Pick out and copy every line in the records below that contains the word "parked". Case counts.

** start **

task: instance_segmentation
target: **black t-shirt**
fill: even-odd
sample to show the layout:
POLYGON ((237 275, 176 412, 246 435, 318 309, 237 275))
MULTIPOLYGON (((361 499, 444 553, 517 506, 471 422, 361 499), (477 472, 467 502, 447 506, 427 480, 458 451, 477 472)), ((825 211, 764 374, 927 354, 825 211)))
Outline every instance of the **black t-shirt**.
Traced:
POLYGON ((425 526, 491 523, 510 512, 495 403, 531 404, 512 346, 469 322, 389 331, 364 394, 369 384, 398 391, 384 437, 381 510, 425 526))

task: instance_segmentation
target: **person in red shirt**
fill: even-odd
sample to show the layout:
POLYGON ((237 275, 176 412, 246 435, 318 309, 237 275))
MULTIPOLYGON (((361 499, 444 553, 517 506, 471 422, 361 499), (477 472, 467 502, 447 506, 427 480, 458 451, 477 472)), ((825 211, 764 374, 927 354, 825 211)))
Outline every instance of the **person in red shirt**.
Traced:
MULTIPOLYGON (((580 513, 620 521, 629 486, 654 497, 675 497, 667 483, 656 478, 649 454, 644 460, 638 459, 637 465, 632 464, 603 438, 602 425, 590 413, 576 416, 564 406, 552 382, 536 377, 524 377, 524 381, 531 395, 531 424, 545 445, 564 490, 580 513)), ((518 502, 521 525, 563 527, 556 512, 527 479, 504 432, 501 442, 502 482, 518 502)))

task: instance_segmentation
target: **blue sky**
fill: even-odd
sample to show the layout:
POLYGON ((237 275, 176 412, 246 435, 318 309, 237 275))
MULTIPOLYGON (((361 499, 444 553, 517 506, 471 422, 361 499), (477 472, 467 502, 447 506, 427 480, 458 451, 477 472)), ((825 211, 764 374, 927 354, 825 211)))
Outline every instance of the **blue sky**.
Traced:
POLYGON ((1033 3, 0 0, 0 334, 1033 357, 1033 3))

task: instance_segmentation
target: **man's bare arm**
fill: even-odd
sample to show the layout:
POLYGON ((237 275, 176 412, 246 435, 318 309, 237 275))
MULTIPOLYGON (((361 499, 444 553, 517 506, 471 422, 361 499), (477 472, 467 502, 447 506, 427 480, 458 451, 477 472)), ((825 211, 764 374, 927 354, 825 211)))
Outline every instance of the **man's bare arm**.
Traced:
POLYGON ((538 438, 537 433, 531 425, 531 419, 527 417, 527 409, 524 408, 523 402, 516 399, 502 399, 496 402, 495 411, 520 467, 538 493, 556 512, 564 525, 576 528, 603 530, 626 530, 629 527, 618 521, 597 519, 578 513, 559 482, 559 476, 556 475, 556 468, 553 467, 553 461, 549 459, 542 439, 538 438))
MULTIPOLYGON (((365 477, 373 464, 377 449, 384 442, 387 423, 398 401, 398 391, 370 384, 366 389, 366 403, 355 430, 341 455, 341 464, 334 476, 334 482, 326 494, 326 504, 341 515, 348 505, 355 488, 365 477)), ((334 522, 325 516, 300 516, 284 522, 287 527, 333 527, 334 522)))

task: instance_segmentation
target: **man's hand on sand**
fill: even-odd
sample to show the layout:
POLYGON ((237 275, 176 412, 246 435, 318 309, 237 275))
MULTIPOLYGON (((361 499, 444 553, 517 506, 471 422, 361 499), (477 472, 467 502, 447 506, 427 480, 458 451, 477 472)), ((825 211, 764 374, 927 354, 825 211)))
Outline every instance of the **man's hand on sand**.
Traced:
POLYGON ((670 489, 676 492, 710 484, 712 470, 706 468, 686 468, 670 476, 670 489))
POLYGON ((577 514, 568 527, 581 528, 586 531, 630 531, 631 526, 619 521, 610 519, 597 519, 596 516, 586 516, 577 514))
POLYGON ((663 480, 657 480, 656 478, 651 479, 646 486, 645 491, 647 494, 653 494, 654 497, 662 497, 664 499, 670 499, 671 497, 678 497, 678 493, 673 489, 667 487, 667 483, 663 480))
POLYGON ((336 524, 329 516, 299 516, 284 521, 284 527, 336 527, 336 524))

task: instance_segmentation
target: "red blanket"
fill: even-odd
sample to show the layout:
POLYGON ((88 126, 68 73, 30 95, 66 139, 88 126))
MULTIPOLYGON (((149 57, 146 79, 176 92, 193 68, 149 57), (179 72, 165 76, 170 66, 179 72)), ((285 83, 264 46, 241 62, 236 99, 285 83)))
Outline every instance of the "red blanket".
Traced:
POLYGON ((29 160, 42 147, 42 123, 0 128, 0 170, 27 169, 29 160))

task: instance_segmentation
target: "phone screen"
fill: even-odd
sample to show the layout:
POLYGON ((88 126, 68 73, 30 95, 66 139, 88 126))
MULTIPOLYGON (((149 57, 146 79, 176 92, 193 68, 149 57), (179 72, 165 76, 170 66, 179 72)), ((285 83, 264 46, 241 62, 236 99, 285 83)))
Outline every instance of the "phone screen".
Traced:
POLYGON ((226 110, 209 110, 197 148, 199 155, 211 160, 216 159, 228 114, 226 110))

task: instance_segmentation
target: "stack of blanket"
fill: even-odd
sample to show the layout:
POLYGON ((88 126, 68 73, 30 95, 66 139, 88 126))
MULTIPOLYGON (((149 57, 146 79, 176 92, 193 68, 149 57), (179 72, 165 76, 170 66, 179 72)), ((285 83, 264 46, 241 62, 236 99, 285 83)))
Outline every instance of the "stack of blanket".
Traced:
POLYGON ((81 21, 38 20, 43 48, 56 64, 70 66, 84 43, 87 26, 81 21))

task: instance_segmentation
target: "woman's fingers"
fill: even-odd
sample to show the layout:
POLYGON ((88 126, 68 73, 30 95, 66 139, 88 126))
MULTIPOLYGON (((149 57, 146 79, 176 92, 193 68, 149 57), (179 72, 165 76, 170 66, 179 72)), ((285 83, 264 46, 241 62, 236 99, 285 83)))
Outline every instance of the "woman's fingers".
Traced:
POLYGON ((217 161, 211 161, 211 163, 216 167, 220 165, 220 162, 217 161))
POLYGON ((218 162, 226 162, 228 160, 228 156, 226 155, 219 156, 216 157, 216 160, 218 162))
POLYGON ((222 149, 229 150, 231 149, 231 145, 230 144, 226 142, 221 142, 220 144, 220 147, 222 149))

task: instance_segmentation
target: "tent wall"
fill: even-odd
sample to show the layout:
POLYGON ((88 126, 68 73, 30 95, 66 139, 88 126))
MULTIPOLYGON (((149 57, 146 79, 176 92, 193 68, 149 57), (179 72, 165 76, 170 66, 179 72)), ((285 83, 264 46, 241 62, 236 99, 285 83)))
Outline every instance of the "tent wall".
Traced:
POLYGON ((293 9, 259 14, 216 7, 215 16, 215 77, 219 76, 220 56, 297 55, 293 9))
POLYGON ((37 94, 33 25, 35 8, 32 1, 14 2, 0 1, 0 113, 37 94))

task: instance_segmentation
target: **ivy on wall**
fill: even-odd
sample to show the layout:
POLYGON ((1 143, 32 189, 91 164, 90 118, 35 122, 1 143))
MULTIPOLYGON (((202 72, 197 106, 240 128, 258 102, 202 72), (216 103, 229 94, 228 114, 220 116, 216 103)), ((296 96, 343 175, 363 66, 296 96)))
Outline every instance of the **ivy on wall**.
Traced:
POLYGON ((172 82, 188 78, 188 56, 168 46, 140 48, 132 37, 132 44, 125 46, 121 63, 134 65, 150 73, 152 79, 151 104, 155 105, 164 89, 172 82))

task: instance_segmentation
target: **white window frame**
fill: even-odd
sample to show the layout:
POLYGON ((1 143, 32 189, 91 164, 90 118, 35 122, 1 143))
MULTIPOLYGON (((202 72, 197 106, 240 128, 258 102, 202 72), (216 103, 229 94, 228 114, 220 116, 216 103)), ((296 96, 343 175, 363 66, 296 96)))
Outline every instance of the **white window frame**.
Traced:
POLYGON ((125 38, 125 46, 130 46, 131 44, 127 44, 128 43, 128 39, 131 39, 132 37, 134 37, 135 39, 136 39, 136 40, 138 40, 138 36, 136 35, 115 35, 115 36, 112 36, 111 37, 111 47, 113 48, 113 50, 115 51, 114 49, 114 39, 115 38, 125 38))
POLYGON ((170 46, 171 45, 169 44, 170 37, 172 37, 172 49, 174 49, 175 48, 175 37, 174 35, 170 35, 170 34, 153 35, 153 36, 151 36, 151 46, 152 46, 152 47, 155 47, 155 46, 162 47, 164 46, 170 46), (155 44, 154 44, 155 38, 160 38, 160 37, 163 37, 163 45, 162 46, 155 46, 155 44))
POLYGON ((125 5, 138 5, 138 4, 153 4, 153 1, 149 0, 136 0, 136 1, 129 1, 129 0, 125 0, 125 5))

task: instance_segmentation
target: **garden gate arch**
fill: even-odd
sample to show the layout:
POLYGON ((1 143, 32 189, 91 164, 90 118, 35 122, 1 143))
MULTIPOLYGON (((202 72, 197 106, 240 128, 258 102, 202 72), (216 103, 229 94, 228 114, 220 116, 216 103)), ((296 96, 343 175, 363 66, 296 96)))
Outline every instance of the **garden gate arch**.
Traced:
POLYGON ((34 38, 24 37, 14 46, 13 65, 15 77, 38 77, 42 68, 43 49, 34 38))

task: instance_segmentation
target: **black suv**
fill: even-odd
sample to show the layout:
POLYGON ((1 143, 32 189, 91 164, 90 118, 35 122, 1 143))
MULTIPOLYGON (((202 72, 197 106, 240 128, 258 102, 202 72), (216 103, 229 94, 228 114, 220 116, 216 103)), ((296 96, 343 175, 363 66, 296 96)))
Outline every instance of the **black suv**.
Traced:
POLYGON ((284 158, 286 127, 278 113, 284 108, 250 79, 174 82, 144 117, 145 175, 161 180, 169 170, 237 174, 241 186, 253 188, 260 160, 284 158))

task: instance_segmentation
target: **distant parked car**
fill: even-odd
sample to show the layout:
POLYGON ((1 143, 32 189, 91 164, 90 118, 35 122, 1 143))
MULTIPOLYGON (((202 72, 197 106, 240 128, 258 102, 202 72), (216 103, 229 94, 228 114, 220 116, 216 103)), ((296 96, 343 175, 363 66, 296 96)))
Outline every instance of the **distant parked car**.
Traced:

** end **

-- Answer to this task --
target: **distant parked car**
Outline every instance of the **distant parked car**.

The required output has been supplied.